Conclusions from trying to generate examples
This is a much harder, but much more interesting, problem than I’d originally expected. Which prerequisites seem most important, how narrowly to define them, and how much to second guess myself, all ended up feeling pretty intractable. I may try with some (much) simpler examples later, rather than trying to generate them from papers I legitimately found interesting. If a LLM is able to generalise the idea of ‘necessary prerequisites’ from easier concepts to harder ones, this itself seems extremely interesting and valuable.
Task: Identify key background knowledge required to understand a concept
Context: Many people are currently self-directing their learning in order to eventually be able to useful contribute to alignment research. Even among experienced researchers, people will sometimes come across concepts that require background they don’t have in order to understand. By ‘key’ background content, I’m imagining that the things which get identified are ‘one step back’ in the chain, or something like ‘the required background concepts which themselves require the most background’. This seems like the best way of making the tool useful, if the background concepts generated are themselves not understood by the user, they can just use the tool again on those concepts.
Input type: A paper (with the idea that part of the task is to identify the highest level concepts in the paper). It would also be reasonable to just have the name of a concept, with a separate task of ‘generate the highest level concept’.
Output type: At minimum, a list of concepts which are key background. Better would be a list of these concepts plus summaries of papers/textbooks/wikipedia entries which explain them.
Info considerations: This system is not biased towards alignment over capabilities, though I think it will in practice help alignment work more than capabilities work, due to the former being less well-served by mainstream educational material and courses. This does mean that having scraped LW and the alignment forum, alignment-relevant things on ArXiv, MIRI’s site etc. would be particularly useful
I don’t have capacity today to generate instances, though I plan to come back and do so. I’m happy to share credit if someone else jumps in first and does so though!
I’m confused about how valuable Language models are multiverse generators is as a framing. On the one hand, I find thinking in this way very natural, and did end up having what I thought were useful ideas to pursue further as I was reading it. I also think loom is really interesting, and it’s clearly a product of the same thought process (and mind(s?)).
On the other hand, I worry that the framing is so compelling mostly just because of our ability to read into text. Lots of things have high branching factor, and I think there’s a very real sense in which we could replace the post with Stockfish is a multiverse generator, Alphazero is a multiverse generator, or Piosolver is a multiverse generator, and the post would look basically the same, except it would seem much less beautiful/insightful, and instead just provoke a response of ‘yes, when you can choose a bunch of options at each step in some multistep process, the goodness of different options is labelled with some real, and you can softmax those reals to turn them into probabilities, your process looks like a massive tree getting split into finer and finer structure.’
There’s a slight subtlety here in that in the chess and go cases, the structure won’t strictly be a tree because some positions can repeat, and in the poker case the number of times the tree can branch is limited (unless you consider multiple hands, but in that case you also have possible loops because of split pots). I don’t know how much this changes things.

__Data section__:

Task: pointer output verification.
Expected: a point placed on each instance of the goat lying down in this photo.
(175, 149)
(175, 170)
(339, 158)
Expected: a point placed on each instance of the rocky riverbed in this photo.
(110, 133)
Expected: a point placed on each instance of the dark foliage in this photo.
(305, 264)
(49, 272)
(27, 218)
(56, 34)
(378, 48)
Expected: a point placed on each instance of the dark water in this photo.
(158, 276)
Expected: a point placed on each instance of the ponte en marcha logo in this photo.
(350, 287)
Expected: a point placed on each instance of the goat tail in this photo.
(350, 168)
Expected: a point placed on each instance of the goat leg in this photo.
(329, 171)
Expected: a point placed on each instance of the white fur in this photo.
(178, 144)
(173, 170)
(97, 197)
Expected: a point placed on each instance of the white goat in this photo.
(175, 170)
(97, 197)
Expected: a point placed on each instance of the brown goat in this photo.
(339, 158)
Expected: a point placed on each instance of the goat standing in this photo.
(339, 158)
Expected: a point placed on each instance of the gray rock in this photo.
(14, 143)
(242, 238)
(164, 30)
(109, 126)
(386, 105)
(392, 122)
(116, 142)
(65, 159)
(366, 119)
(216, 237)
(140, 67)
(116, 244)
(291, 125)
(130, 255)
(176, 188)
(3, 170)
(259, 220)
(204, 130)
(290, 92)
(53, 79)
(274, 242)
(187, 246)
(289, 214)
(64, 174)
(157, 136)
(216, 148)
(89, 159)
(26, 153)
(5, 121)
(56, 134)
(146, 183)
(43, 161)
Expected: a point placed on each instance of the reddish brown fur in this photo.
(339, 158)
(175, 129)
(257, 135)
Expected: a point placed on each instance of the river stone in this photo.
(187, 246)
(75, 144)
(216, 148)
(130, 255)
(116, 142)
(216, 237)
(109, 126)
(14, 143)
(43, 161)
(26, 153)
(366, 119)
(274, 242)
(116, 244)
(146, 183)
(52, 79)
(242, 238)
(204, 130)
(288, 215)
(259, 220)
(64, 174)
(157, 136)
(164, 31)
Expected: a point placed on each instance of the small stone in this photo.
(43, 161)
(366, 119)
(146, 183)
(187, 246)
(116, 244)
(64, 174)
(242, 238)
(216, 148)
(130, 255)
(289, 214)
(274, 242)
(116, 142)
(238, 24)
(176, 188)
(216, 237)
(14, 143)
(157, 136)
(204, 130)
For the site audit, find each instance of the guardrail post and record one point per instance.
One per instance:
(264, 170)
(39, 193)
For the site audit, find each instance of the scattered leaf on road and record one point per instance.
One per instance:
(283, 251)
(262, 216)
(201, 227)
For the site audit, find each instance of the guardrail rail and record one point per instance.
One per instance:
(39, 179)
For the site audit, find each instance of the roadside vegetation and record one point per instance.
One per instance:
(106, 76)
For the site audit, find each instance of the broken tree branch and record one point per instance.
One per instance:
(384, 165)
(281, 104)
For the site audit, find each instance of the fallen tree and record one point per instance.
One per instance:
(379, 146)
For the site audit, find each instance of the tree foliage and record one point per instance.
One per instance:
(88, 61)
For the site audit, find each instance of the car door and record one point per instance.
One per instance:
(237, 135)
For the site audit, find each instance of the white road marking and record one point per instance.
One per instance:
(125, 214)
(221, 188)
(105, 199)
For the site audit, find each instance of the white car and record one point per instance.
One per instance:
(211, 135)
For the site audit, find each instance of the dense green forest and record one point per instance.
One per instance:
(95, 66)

__Exercises to complete__:
[a] In the forum text, what is the minimum output for the task of identifying key background knowledge?
[b] List every program that the forum text names as a possible replacement in the title "Language models are multiverse generators."

__Activity answers__:
[a] A list of concepts that are key background.

[b] Stockfish, Alphazero, Piosolver